Can you restate the lines of the entries below, word for word, from the first one through the line that includes "Expected: one point per instance of the police"?

SOURCE DATA
*** Block opens ***
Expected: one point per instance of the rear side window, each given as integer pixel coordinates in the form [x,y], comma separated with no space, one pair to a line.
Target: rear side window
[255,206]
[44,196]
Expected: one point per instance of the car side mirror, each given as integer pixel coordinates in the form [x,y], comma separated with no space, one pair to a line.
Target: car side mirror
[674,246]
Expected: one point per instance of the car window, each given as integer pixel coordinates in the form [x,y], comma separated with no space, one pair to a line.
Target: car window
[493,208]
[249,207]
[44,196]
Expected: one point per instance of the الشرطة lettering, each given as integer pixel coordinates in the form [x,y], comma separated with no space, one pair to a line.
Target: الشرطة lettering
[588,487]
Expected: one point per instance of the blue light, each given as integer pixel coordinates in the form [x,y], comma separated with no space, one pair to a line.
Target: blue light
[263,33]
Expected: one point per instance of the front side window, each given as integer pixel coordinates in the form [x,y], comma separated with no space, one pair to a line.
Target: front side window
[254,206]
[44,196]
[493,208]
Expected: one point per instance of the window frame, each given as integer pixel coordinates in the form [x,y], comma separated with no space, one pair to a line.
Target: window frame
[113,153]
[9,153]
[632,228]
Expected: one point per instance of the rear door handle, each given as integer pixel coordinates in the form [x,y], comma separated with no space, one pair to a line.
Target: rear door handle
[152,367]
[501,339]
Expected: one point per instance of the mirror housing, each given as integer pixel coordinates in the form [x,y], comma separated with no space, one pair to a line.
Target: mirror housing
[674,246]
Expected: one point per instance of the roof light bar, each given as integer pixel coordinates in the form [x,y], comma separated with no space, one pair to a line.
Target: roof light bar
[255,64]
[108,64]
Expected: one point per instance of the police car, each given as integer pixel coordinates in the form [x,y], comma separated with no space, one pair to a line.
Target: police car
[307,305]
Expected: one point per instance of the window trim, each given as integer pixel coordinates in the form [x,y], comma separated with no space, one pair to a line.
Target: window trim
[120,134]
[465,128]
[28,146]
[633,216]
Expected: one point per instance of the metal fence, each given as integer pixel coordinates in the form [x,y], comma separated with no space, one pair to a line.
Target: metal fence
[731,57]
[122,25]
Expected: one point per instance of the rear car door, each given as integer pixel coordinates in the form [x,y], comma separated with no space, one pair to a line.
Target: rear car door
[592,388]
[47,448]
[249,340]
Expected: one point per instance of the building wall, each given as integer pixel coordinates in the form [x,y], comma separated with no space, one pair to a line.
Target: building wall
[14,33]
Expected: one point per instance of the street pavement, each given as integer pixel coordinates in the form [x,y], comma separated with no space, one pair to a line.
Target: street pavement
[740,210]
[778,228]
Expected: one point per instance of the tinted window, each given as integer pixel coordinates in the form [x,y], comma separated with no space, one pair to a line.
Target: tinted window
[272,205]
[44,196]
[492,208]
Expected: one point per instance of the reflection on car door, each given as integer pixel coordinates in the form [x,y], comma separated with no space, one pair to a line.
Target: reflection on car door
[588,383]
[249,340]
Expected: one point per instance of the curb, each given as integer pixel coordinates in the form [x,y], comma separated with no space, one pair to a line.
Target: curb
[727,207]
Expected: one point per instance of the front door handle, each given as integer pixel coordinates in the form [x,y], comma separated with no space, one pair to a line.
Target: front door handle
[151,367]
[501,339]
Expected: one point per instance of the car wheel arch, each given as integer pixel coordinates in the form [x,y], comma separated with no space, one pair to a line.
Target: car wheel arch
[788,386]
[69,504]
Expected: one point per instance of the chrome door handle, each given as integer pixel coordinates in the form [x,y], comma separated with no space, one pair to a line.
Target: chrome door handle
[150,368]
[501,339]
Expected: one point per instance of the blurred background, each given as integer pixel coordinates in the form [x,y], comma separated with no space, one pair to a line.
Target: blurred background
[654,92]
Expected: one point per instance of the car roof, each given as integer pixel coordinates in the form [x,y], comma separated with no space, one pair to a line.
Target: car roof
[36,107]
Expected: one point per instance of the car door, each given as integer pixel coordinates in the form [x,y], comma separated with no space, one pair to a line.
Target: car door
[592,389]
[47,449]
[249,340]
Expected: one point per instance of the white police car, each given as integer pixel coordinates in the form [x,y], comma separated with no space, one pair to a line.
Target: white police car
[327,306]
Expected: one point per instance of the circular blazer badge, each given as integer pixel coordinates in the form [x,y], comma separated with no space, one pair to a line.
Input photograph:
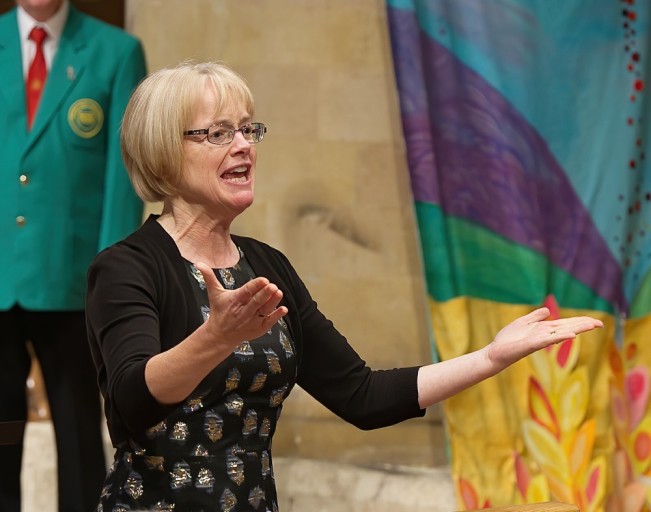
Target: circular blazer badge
[86,117]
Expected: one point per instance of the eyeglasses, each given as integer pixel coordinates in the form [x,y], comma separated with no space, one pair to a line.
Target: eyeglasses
[222,135]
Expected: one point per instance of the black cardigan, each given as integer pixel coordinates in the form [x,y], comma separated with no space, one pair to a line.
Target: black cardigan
[140,302]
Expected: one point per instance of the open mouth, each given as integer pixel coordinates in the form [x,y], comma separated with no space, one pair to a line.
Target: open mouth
[237,175]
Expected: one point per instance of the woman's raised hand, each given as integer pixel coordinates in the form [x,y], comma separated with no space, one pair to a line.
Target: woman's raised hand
[533,332]
[242,314]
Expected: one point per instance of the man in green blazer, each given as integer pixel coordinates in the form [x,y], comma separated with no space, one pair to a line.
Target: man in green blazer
[64,195]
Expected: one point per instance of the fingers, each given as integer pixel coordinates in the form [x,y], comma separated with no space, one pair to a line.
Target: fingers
[566,328]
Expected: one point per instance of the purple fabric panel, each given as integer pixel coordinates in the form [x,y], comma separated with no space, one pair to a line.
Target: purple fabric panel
[474,154]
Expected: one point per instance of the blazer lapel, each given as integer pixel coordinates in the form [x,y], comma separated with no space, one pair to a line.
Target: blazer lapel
[12,84]
[67,68]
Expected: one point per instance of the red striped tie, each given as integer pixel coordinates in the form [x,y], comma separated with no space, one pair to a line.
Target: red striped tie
[36,75]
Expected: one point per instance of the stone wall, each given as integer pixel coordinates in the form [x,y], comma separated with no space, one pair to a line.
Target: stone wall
[332,186]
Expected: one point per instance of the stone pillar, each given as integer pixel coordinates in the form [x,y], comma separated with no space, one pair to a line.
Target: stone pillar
[332,186]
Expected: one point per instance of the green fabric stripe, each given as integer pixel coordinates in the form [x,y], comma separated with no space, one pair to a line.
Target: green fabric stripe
[464,259]
[641,305]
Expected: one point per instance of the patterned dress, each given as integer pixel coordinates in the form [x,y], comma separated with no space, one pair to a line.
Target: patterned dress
[212,453]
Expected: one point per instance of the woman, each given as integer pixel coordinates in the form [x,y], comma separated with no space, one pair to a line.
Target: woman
[199,335]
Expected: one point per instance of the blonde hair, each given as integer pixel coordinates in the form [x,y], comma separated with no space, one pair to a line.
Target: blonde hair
[159,111]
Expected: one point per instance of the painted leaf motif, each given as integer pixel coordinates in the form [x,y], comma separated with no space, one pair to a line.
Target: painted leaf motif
[522,476]
[541,409]
[640,448]
[573,400]
[594,484]
[620,414]
[560,489]
[546,451]
[538,491]
[581,450]
[637,392]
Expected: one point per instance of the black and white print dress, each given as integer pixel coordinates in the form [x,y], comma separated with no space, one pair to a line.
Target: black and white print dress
[213,452]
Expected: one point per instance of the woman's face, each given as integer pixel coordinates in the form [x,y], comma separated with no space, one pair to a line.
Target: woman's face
[216,179]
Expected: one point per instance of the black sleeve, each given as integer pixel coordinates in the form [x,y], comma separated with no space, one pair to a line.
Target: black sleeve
[123,330]
[333,373]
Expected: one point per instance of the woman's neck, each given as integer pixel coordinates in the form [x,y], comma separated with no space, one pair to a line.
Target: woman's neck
[200,238]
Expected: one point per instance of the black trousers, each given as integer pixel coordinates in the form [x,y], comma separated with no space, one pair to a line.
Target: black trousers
[61,346]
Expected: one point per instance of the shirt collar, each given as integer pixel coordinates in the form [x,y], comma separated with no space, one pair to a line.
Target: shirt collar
[54,26]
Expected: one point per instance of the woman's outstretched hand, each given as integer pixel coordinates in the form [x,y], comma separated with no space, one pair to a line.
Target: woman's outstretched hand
[518,339]
[242,314]
[533,332]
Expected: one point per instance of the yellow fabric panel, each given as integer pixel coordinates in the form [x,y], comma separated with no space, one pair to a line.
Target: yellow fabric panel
[486,423]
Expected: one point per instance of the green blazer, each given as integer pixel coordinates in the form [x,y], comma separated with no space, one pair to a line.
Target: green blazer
[64,191]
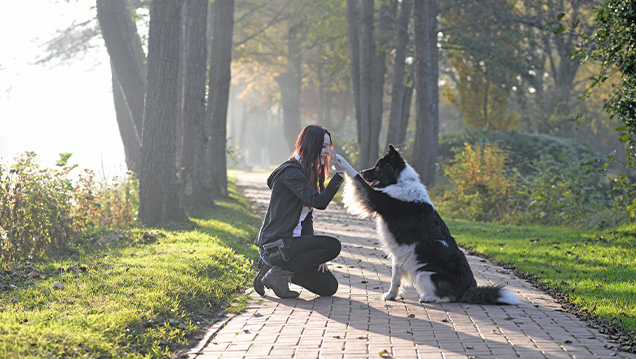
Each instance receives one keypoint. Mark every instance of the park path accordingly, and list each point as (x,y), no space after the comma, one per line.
(357,323)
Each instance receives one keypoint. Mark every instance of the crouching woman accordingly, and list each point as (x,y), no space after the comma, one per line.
(290,251)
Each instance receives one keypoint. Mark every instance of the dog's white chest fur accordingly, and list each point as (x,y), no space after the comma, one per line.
(408,188)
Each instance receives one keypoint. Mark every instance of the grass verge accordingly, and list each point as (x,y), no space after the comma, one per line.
(145,298)
(594,272)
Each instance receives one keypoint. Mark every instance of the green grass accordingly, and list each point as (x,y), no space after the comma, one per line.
(140,300)
(595,270)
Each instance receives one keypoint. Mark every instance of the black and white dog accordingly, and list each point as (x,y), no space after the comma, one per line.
(415,237)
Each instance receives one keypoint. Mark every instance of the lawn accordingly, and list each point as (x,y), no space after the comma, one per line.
(144,296)
(595,271)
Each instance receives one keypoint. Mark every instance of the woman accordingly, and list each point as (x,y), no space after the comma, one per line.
(298,186)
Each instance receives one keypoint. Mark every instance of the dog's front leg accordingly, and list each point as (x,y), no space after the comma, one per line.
(396,278)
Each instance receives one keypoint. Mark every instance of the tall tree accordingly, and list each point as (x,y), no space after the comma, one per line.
(353,17)
(400,94)
(480,53)
(158,193)
(128,64)
(612,45)
(219,90)
(290,85)
(368,70)
(427,90)
(127,130)
(191,168)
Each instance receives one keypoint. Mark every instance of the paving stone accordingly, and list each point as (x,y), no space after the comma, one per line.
(357,323)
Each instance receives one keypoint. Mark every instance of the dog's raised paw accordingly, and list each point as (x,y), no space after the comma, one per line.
(388,296)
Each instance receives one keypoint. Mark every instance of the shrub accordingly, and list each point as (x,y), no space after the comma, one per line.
(484,187)
(43,212)
(562,191)
(522,148)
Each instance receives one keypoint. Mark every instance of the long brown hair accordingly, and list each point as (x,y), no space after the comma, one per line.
(308,147)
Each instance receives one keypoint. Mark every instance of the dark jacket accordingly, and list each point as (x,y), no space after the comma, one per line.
(290,191)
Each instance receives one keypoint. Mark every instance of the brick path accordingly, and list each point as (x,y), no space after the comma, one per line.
(358,323)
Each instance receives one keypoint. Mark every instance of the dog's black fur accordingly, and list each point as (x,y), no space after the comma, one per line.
(415,236)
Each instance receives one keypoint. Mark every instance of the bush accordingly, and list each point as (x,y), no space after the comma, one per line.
(484,186)
(42,211)
(562,191)
(522,148)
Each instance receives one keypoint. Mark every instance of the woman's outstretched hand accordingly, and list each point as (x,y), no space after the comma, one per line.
(342,165)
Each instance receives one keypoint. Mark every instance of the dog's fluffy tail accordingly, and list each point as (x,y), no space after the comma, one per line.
(492,294)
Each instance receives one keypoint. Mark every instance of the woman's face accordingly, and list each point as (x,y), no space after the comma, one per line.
(326,146)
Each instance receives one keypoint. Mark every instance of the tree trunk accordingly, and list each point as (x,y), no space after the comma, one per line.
(126,55)
(367,54)
(132,144)
(191,168)
(219,94)
(354,53)
(290,87)
(427,91)
(397,125)
(378,70)
(158,196)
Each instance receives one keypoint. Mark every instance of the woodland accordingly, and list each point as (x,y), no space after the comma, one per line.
(512,111)
(517,114)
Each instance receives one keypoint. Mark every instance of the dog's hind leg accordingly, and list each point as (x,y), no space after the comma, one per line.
(396,278)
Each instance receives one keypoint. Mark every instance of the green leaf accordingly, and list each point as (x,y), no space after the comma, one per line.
(64,156)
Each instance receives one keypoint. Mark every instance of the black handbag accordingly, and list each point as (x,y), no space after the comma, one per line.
(274,253)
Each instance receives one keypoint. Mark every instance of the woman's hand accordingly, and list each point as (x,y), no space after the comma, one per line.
(342,165)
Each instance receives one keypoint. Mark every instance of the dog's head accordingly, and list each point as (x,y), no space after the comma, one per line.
(386,171)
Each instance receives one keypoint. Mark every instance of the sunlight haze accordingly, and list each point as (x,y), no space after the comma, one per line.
(56,107)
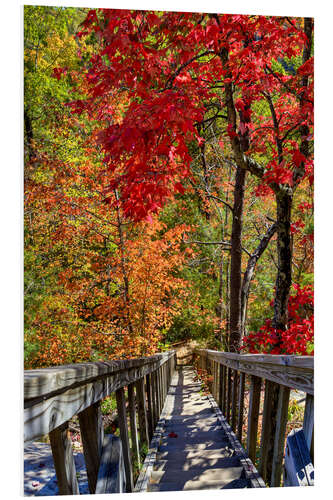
*** Block closes ***
EXERCISE SOLUTION
Expected: one point per instance of the rear side window, each given as integer pixel coordinates in the form [x,y], comma separated with no space, one pair to a line.
Target: rear side window
[255,206]
[44,196]
Expected: one point per instance of the car side mirror, each given as integer pixel coordinates in the form [x,y], comma separated with no space, one pair to a line.
Target: car side mirror
[674,246]
Expected: one point per instance of the car window, each given as integer pixel coordinates in the form [x,y], comma separated with no space, one pair to a line.
Target: car window
[493,208]
[249,207]
[44,196]
Expected: one point per instance of the الشرطة lettering, each given as integer pixel coordinates in the form [x,y], comma separated with no space, one pair to a line.
Target: الشرطة lettering
[588,487]
Expected: one point per instance of the blue light, each given as integer pixel coordinates in the form [x,y], comma separated with no space, one pair to a line.
Target: blue light
[263,33]
Expected: one point per instance of the front side window, each given as integer pixel coordinates in the form [x,y], comma separated with no space, one pair to a line.
Target: front side window
[254,206]
[44,196]
[493,208]
Expected: one point per instance of the window frame, each given as integer pixel coordinates in the form [x,y], comma separated with no space, one pair to a line.
Target: window frame
[113,153]
[9,153]
[632,228]
Expected: one point per instance of the rear door handle, each given as integer pixel coordinates in the form [x,y], comma separated with no space, one pair to a line.
Target: rear door handle
[152,367]
[501,339]
Expected: one point per instance of the mirror housing, each given as integer pixel coordinates in the form [x,y], comma separated with no space, one pair to a line.
Target: mirror housing
[674,246]
Expected: one point per instance of the roof light bar, each given as integer pixel coordinates in the form [x,y], comma separated with no space, one pair to a line.
Target: roof light bar
[255,64]
[108,64]
Expected: one point per instance of the police car, each given as integer pixel coordinates in the form [x,y], comma separated with no space, one pair to a line.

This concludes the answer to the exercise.